Tasks to complete:
(1) Answer these about the passage on the expansion of the Bantu languages:
(a) Which interest does the passage say these questions are germane to?
(b) Who occupied the territories before the Bantu speakers expanded into them?
(c) Through what sequence of environments did the speakers of Bantu languages move?
(2) Continue the passage on the expansion of the Bantu languages from where it stops.

Extract provided:
This demonstrated expansion of the Bantu languages raises a number of questions about the relationship of language to other facets of culture that are germane to our interest in therapeutics, particularly ngoma. What was the technological basis of these societies that permitted their expansion into territories occupied by the hunting-and-gathering populations preexistent in the continent? Was this Bantu expansion more on the order of a gradual technological and cultural transfer, community by community, or was it more like a migration? Were Bantu languages tied to a more intensive agriculture? If so, at what point did iron working become the basis of this agrarian technology? Further, what types of food crops were used? Given the contrasting environments into which the speakers of Bantu languages moved—from savanna into rain forest and back to savannas—what were the adaptive advantages that gave the Bantu speakers the resilience to replace other ways of life and other languages? Were the speakers of Bantu languages organized in any particular social structures? What were their beliefs? What were their assumptions and values about health and society, and their approaches to healing? Are these reflected consistently in the common cognates across the region? How did they utilize the varied environments and natural products to improve health? Were the ngoma rituals of any particular importance in the process of expansion? Finally, if we assume a common source for ngoma, which features have remained continuous and which have changed? Are these reflected in the common and varying cognates across the region?

Records shown:
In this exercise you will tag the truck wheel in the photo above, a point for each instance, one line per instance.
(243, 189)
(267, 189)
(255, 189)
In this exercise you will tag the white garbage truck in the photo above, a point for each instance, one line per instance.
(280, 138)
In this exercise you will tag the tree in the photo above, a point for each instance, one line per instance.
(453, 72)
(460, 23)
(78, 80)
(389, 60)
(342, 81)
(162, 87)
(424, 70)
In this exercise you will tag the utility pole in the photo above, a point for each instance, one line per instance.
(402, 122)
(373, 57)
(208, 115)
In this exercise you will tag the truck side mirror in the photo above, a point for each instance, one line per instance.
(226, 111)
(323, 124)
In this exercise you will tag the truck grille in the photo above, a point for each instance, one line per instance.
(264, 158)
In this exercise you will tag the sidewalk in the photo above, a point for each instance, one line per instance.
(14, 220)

Answers to this exercise:
(1)
(a) Therapeutics, particularly ngoma.
(b) Hunting-and-gathering populations.
(c) From savanna into rain forest and back to savannas.

(2)
It is now argued, on the basis of recent archaeological research in Cameroon and Gabon (Van Noten 1981; Vansina 1984, 1990) that the Western Bantu expansion along the Atlantic coast and into the rain forest was a gradual expansion of stone-tool utilizing cultivators of West African forest-related cultigens, that is, trees such as the oil palm and root crops such as yams. The Eastern Bantu cultigens, which presumably brought the West African grassland crops to the Southern Savanna, and later to Southern Africa, included millet, sorghum, and cowpeas.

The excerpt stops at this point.